WHAT NEEDS TO BE DONE
From the passage on natural submarket segmentation, list every parameter of the natural head/tail breaks method, each with the role the passage assigns to it.

======== PROVIDED TEXT

Definition and segmentation of natural submarkets
Natural HT breaks: Conditional HT-break method with spatial network
The HT method is a recursive classification approach designed for heavy-tailed data, where observations above the mean form the head and the remainder the tail, with the process repeated until a stopping condition is met (Jiang, 2015). In this study, HT is adopted as a baseline to capture the hierarchical structure in housing price distributions. As demonstrated in our preliminary experiment (Figure S1), HT effectively aligns with the heavy-tailed nature of housing prices, revealing a clear scaling relationship between subdivision depth and sample size. Given that housing prices are influenced by multiple interacting socioeconomic factors, these scaling properties may offer valuable insights into the underlying mechanisms of price differentiation (Tan et al., 2021).
However, the standard HT method does not account for spatial continuity or minimum market scale, which are essential for housing submarket delineation. To address this, we extend the HT by incorporating spatial contiguity and scale constraints, termed natural head/tail breaks (NHT). As shown in Figure 2(left), the method involves three key parameters: p, which controls the maximum proportion of the head; r, which constrains spatial connectivity by limiting edge length; and s, which ensures a minimum sample size for statistical validity. Schematic illustration of natural submarkets segmentation.

================
======== ENTRIES SHOWN

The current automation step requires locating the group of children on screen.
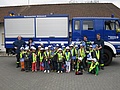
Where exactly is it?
[20,44,100,75]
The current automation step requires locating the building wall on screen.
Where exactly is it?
[0,23,5,52]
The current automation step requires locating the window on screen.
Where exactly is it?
[2,33,4,45]
[83,20,93,30]
[75,21,80,30]
[105,20,115,30]
[115,21,120,30]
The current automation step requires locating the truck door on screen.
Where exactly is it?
[72,19,81,42]
[104,20,118,41]
[81,20,95,40]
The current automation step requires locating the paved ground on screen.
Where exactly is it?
[0,57,120,90]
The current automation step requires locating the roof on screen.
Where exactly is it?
[0,3,120,22]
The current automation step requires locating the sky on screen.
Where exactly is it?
[0,0,120,8]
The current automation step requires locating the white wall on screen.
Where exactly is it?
[0,23,5,52]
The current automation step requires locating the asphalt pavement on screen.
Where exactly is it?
[0,56,120,90]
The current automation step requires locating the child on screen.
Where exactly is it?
[31,46,37,72]
[50,47,55,71]
[87,58,99,76]
[44,47,50,73]
[70,44,77,70]
[65,47,71,73]
[36,45,41,70]
[87,45,99,75]
[57,48,64,74]
[75,57,83,75]
[20,47,25,71]
[78,44,86,70]
[39,48,44,71]
[24,47,30,72]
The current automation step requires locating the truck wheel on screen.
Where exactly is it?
[103,49,112,66]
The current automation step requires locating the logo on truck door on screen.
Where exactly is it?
[108,36,119,39]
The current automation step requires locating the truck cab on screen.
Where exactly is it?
[72,17,120,65]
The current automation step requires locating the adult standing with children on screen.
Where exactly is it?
[13,36,26,68]
[94,33,104,70]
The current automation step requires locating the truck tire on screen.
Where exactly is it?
[103,49,112,66]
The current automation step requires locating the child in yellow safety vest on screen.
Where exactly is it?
[31,46,37,72]
[75,57,83,75]
[87,45,99,75]
[64,47,71,73]
[39,48,44,71]
[57,48,64,74]
[70,44,78,70]
[20,47,25,71]
[36,45,42,70]
[44,47,50,73]
[78,44,86,70]
[24,46,30,72]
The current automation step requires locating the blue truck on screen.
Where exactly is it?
[4,14,120,65]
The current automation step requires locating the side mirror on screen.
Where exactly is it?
[116,28,120,33]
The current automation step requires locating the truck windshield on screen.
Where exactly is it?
[105,20,115,30]
[115,21,120,30]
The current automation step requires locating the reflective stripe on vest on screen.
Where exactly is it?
[65,52,70,61]
[20,51,24,58]
[39,52,43,62]
[32,53,36,62]
[79,48,85,58]
[95,50,100,60]
[58,53,63,60]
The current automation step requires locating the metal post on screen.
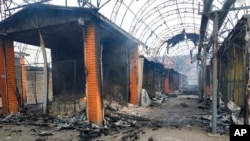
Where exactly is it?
[39,31,49,115]
[203,46,207,100]
[212,13,218,134]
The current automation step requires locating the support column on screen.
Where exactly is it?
[212,13,218,134]
[164,72,170,94]
[131,47,139,105]
[0,41,18,115]
[20,56,27,106]
[83,23,103,125]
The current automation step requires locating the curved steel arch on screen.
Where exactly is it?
[149,23,208,47]
[138,8,199,39]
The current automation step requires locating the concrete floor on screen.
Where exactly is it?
[0,95,229,141]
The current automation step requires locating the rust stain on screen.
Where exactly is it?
[130,47,139,105]
[85,24,103,125]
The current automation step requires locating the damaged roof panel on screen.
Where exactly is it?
[0,4,142,46]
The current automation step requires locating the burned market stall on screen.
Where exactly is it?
[164,68,188,94]
[140,56,164,97]
[218,15,249,106]
[218,15,250,124]
[0,4,141,124]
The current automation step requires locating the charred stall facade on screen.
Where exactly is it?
[0,4,141,125]
[218,15,250,108]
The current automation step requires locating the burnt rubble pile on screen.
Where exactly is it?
[0,109,160,140]
[193,108,232,134]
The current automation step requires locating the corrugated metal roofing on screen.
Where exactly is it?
[0,4,142,45]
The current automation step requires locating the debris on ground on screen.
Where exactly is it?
[0,93,231,141]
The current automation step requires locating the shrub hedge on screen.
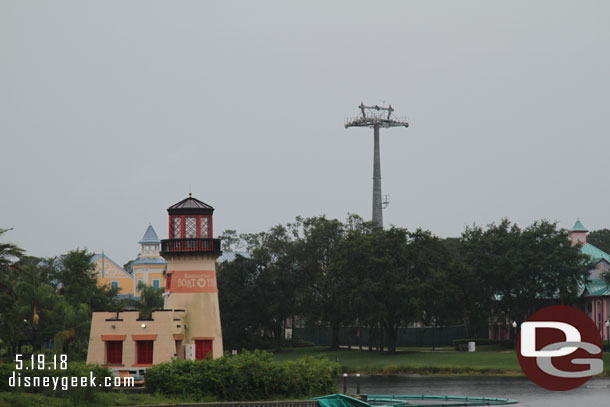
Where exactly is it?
[0,362,112,404]
[145,350,339,401]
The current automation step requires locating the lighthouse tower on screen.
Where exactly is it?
[160,193,223,359]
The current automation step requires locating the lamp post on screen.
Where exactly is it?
[513,321,517,350]
[606,319,610,352]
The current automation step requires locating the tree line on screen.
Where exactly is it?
[0,215,610,360]
[0,229,163,360]
[218,215,592,352]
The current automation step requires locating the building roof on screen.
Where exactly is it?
[131,257,167,267]
[91,253,131,277]
[583,279,610,297]
[138,225,161,244]
[138,225,161,244]
[570,219,588,232]
[580,243,610,263]
[167,196,214,209]
[167,194,214,215]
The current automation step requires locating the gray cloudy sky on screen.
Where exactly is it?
[0,0,610,264]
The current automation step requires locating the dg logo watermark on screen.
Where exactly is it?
[517,305,604,391]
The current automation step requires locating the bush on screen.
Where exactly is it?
[145,351,338,401]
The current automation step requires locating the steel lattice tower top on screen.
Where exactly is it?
[345,103,409,228]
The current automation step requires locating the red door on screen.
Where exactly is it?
[136,341,153,365]
[195,339,212,360]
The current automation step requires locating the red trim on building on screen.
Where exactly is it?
[106,340,123,365]
[195,339,212,360]
[131,334,157,341]
[101,335,127,341]
[136,335,156,365]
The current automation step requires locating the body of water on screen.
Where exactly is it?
[346,375,610,407]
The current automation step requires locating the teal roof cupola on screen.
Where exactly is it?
[138,225,161,257]
[570,219,588,232]
[138,225,161,244]
[570,219,589,246]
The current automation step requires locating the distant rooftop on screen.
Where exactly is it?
[138,225,161,244]
[167,194,214,215]
[570,220,588,232]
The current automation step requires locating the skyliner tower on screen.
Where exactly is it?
[345,103,409,228]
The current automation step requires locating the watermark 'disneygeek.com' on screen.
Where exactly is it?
[8,354,135,390]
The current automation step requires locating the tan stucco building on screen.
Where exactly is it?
[87,194,223,376]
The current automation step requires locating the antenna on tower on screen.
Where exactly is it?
[381,195,390,209]
[345,101,409,228]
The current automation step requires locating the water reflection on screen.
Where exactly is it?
[338,375,610,407]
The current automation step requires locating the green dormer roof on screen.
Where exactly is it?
[570,220,588,232]
[580,243,610,263]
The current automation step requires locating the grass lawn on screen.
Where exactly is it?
[274,346,610,375]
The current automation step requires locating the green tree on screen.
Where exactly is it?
[218,255,272,349]
[48,249,118,311]
[299,216,356,350]
[460,219,591,334]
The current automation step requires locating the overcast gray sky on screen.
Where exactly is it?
[0,0,610,264]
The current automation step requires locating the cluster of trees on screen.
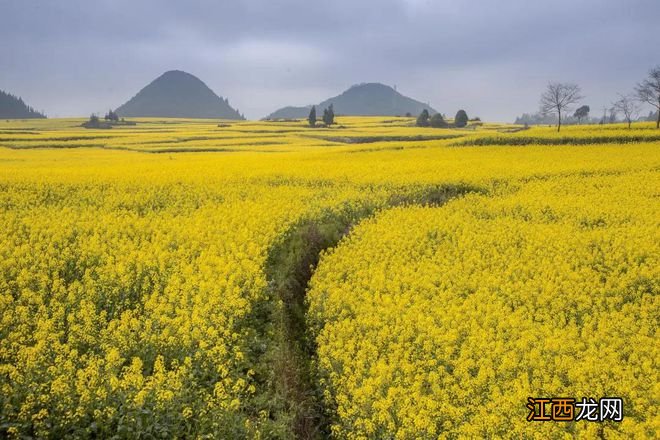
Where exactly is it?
[103,110,119,122]
[417,109,469,128]
[536,66,660,131]
[307,104,335,127]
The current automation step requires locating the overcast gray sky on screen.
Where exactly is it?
[0,0,660,121]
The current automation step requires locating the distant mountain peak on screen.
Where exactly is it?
[117,70,243,119]
[0,90,46,119]
[267,82,437,119]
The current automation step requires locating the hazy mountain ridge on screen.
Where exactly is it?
[0,90,46,119]
[116,70,244,119]
[266,83,437,119]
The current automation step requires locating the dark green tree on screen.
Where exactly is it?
[417,109,429,127]
[323,104,335,125]
[454,110,468,128]
[307,106,316,127]
[429,113,449,128]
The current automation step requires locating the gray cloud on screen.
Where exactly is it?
[0,0,660,120]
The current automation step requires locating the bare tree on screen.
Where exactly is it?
[541,82,584,131]
[635,66,660,128]
[612,95,639,128]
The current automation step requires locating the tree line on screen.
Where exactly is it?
[539,66,660,131]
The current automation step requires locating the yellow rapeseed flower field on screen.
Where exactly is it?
[0,117,660,438]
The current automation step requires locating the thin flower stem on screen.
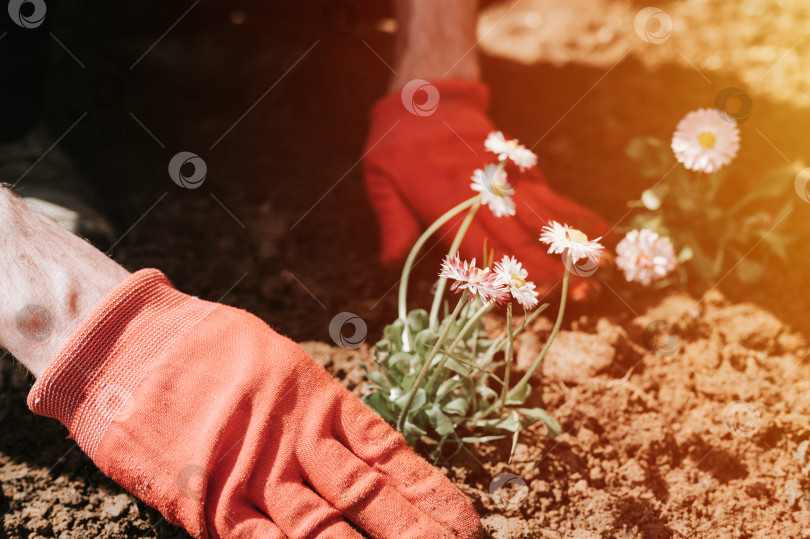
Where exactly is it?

================

THE RESPONSE
- p: controls the maximum proportion of the head
- r: constrains spatial connectivity by limiting edge length
- s: ensures a minimum sample size for statistical validity